Excerpt
◆ ◆ ◆

On Behalf of | Jan 28, 2016 | Medical Debt

Receiving a medical bill when uninsured is never fun, but at least it is expected. Receiving a bill when covered, however can be a huge surprise, especially if it is for an amount that is unaffordable. Unfortunately, this happens more often than people imagine and balance billing is the culprit.

Balance billing occurs when services are provided by an out of network provider and the provider sends the patient a bill for the balance not covered by the patient’s insurance; for example, if a patient goes to a hospital that is in their network for a problem that requires surgery, but is then operated on by a doctor that is out of network. Most insurance plans provide for care by out of network providers, but usually at much lower rates than for in network providers. Since the patient’s insurance company has no agreement in place with the surgeon, the surgeon can actually charge whatever he or she wants. Therefore, the patient is stuck with the balance between what the surgeon charged and what the insurance company will cover.

◆ ◆ ◆

Task instructions
- A) Print the balance billing passage starting with "Receiving a medical" and going on through "is the culprit.".
- B) Carry the balance billing passage forward from its final sentence.
The items that follow come from a separate source and have no connection to the balance billing passage.

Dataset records

◆ ◆ ◆

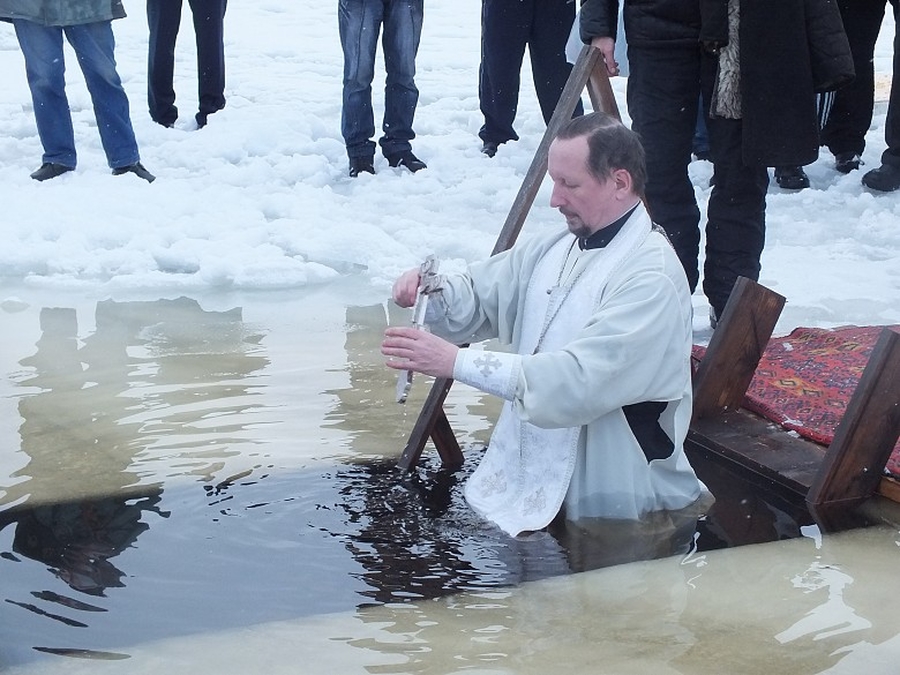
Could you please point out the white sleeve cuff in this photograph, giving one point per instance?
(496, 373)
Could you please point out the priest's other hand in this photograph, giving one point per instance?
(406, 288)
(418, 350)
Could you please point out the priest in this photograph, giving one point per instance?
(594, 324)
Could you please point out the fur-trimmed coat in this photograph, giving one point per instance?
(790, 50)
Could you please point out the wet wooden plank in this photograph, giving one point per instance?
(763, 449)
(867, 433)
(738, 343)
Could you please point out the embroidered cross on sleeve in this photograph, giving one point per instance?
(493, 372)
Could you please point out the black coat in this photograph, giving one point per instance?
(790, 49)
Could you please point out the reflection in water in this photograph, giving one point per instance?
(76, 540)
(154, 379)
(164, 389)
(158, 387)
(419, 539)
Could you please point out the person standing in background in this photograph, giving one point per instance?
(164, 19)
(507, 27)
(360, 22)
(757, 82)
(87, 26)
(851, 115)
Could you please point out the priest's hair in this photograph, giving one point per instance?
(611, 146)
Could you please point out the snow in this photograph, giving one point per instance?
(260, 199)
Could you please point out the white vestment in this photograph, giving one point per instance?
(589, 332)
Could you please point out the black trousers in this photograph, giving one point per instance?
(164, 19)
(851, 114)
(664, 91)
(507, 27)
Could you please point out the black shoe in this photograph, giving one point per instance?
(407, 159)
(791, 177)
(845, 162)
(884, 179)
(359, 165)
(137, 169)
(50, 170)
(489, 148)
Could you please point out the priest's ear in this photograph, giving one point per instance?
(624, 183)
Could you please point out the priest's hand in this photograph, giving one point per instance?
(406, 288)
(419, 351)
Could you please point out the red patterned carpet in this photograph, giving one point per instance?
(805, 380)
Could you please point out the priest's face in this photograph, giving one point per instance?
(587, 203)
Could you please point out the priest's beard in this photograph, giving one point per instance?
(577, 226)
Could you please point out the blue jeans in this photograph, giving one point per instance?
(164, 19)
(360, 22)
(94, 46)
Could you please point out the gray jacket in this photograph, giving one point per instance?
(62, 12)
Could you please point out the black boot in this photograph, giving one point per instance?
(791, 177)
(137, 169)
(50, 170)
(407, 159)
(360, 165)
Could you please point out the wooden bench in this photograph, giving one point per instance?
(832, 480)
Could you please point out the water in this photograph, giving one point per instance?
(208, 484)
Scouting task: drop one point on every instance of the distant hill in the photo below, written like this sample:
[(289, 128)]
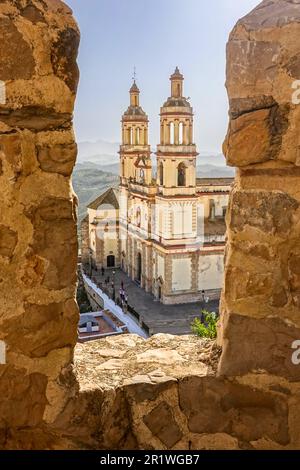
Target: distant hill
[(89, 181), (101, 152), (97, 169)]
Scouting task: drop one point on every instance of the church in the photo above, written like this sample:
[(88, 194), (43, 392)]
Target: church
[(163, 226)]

◆ ◆ ◆

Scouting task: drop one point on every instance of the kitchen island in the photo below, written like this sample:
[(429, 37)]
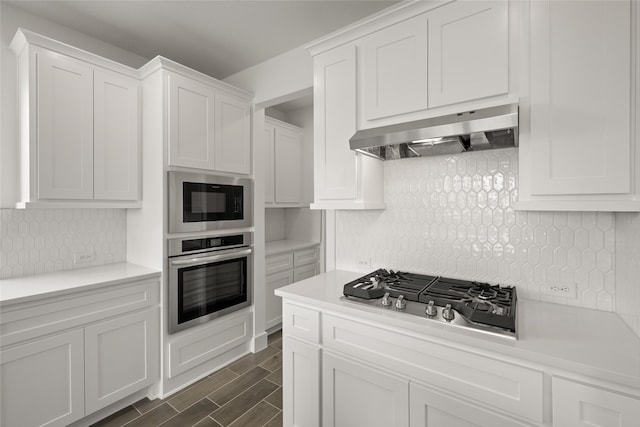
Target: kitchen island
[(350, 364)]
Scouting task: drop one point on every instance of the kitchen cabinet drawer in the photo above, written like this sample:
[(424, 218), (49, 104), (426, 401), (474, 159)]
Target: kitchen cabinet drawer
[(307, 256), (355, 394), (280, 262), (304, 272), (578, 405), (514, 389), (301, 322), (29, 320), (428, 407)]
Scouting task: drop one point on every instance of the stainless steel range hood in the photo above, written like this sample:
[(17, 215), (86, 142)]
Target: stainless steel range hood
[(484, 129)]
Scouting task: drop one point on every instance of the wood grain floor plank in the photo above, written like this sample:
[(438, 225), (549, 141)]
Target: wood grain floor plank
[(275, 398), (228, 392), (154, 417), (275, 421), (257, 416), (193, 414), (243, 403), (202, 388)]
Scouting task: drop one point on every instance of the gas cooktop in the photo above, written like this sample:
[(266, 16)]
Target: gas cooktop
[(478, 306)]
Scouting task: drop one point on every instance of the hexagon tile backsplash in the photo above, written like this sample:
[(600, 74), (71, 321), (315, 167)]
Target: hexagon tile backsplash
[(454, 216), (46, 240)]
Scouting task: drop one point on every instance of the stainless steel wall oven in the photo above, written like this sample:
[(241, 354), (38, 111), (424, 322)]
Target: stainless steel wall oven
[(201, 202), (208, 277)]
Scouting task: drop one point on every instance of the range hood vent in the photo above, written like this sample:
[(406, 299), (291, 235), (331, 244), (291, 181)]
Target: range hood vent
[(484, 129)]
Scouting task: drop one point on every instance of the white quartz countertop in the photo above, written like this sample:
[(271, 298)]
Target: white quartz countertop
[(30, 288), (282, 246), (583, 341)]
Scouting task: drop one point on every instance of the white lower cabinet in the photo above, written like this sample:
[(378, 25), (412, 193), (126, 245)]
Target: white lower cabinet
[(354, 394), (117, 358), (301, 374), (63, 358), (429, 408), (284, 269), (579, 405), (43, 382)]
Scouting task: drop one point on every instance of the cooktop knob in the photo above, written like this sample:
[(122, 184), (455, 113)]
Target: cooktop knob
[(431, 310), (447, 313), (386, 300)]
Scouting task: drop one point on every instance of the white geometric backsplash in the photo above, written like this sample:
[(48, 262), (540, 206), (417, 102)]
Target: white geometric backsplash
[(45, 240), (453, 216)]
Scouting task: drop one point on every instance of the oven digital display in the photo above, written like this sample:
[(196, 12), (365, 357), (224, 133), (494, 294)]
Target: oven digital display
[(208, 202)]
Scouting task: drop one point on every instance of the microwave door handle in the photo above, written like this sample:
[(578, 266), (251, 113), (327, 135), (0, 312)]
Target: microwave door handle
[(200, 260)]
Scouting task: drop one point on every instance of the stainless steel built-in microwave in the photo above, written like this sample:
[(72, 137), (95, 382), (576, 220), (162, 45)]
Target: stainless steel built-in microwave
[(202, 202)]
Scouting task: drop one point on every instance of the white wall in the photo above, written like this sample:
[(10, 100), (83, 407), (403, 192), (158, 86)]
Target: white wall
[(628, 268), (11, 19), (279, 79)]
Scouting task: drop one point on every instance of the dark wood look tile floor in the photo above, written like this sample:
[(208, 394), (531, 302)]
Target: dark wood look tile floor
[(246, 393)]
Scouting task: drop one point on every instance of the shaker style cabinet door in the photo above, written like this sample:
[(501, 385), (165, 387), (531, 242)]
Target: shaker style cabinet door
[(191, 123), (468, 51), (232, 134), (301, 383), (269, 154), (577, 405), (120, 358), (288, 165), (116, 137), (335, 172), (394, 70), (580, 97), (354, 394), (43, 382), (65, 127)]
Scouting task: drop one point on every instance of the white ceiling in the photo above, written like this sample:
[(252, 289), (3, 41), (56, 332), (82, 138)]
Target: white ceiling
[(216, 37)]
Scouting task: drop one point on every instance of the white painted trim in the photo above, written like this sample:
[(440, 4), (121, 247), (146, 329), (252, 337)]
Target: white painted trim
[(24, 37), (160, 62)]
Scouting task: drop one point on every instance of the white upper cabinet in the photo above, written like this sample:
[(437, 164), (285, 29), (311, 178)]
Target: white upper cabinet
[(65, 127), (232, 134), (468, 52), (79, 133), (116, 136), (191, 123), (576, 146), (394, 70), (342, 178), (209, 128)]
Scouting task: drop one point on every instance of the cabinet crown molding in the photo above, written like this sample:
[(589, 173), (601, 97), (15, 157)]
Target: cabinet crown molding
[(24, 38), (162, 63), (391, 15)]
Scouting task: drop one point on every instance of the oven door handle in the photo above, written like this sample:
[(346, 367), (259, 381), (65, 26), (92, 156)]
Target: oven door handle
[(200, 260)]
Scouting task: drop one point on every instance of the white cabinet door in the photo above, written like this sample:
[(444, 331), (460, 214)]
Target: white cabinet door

◆ ◆ ◆

Responses in order
- A)
Receiving a medical bill when uninsured is never fun, but at least it is expected. Receiving a bill when covered, however can be a huge surprise, especially if it is for an amount that is unaffordable. Unfortunately, this happens more often than people imagine and balance billing is the culprit.

- B)
While the Affordable Care Act (ACA) was intended to curb this kind of billing practice, according to U.S. News & World Report, the ACA has actually led to an increase in balance billing. While premium costs to the consumer have gone down in many cases, insurers have removed high charging providers from their networks and the providers are then passing that financial loss on to their patients.

The Wall Street Journal reports, however, that there are some steps that consumers can take to prevent or alleviate some of these bills. While not feasible in a true emergency situation, if possible patients should research whether the doctors and  hospitals they are using are in their insurer’s network. Anesthesiologists, radiologists, pathologists and specialists such as cardiologists are most likely to not accept certain health plans. Patients should always check with their insurer for information about their coverage and should never pay the provider’s bill without questioning the doctor’s office and their insurance company first.